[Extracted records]
"""
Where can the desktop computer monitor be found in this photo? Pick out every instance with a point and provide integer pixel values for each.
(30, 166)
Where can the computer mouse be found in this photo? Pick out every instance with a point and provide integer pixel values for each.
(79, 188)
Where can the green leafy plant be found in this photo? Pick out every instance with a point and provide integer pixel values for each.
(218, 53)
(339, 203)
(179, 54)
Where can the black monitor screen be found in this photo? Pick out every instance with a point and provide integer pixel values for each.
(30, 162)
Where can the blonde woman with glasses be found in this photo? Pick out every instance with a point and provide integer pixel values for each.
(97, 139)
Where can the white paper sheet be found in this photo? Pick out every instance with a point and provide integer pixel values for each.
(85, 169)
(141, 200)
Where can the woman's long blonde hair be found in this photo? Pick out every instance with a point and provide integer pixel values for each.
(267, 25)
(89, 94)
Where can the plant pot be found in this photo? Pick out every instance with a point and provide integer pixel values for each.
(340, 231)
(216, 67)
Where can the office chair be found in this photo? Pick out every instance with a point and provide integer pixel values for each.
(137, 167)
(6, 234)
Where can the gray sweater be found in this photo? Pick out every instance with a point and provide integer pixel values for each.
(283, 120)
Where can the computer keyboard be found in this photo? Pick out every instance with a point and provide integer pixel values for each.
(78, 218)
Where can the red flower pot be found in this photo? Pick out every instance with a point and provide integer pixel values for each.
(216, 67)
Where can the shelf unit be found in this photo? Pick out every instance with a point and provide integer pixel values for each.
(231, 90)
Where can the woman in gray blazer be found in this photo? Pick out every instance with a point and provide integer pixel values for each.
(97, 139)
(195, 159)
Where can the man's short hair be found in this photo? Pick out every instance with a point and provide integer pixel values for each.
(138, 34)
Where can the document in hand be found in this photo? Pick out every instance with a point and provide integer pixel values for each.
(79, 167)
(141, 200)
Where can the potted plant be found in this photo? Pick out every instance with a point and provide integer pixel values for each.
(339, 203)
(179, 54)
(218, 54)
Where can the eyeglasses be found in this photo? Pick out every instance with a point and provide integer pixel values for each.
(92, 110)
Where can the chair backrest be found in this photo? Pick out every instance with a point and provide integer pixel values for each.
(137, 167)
"""
Starting at the line containing "Where can the woman in" and ending at the last line of the data above, reproduce those lines in full, requests included, and rescale each pixel coordinate in the answers by multiplying it by 1.15 and rounding to the nearest whole number, with halves rounded up.

Where can the woman in gray blazer be found in this photo? Pick out every instance with a point and provide integer pixel values for each.
(112, 160)
(224, 183)
Where can the man's short hair be found in this photo? Pick out every instance with a point and provide integer pixel values for each.
(159, 39)
Where can the document in hand be found in this photo? Pick out every instance with a point and provide integer pixel values for each.
(91, 192)
(162, 230)
Where can the potted plant be found in this photo? Pick out every instance with a point and provide integer pixel values for each.
(390, 233)
(206, 62)
(251, 62)
Where can the eyeglasses be found in this photo? Pick out every instance with a point and provide integer pixel values for each.
(106, 127)
Where can the chair backrest be found in this photo? Pick out every instance with a point and provide integer pixel values for each.
(158, 192)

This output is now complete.